▸ **PROVIDED PASSAGE**
** START **
For instance, if $n = 77$, we choose say $x = 19$, and therefore $y = 53$, so we get $19^2 - 53$. This can be written as $19^2 - 19 \times 2 - 15$, and $2^2 - 4 \times (-15) = 64$ which is a perfect square.

- the prime factorization of $n$ will not be used.

(for the curious, this leads to a factorization of $n$ - the perfect square requirement is necessary otherwise one needs to take square roots modulo $n$)

Thank you
Not quite sure if I understand what your asking, but if we let $x=3$, $y=4$, and $n=5$ we get $x^2\equiv y\mod{n}$.

Now we want $b,c\in\mathbb{N}$ such that $-y=3b+c$. This is impossible however, since the left hand side is negative and the right hand side is positive...

3. You are right, (but $5$ is a prime number). Sorry (I always make that mistake for some reason! $b, c \in \mathbb{Z}$). I'll correct.

4. Your conditions boil down to a system of equations.
$\begin{cases} xb+c=-y\\b^2-4c=k^2 \end{cases}$
This last equation is asking if $b^2-4c$ is ever a square.
** END **
▸ **Stored data rows**
** START **
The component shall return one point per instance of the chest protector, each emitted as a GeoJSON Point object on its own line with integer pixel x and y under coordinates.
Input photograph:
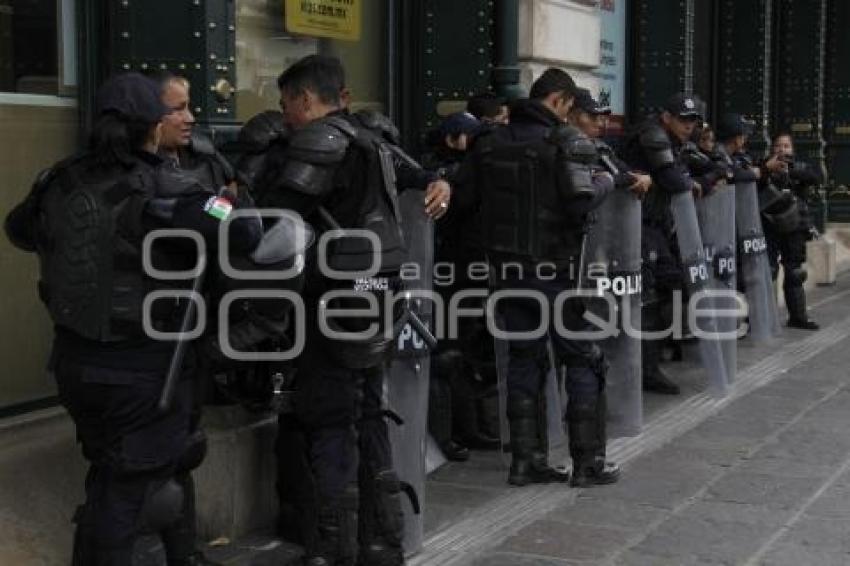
{"type": "Point", "coordinates": [205, 164]}
{"type": "Point", "coordinates": [528, 188]}
{"type": "Point", "coordinates": [89, 243]}
{"type": "Point", "coordinates": [379, 210]}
** END **
▸ **TASKS TO COMPLETE**
A: Return the stored data rows above verbatim, with the picture left out.
B: Resume the forum thread on factoring $n$ from the point where it stops.

▸ **EXPECTED OUTPUTS**
A:
The component shall return one point per instance of the chest protector, each emitted as a GeoJSON Point object on its own line with integer pixel x and y under coordinates.
Input photograph:
{"type": "Point", "coordinates": [205, 164]}
{"type": "Point", "coordinates": [528, 188]}
{"type": "Point", "coordinates": [89, 243]}
{"type": "Point", "coordinates": [379, 210]}

B:
From this we can get $b=-2x\pm\sqrt{4x^2+k^2-y}$

Thus we require $4x^2+k^2-y$ to be square since we're wanting $b\in\mathbb{Z}$.

So let's try an example:
Let $n=10$ , $x=4 \implies y=6$.
We then get $b=-8\pm\sqrt{58+k^2}$, so now we need to see if $k^2+58$ is ever square.

We now must solve $k^2-m^2+58=0$,or $(k+m)(k-m)=-58$

You could then find the prime factorization of $58$ and test the finite amount of cases to solve for $k$ and $m$...
Or you could just believe me when I say there are no solutions in $\mathbb{Z}$.

This means there is no $k\in\mathbb{Z}$ such that $b^2-4c=k^2$ for this particular example.

Thus we aren't always guaranteed there to be a square $b^2-4c$ that satisfies your conditions.

5. Thanks!

6. Good stuff!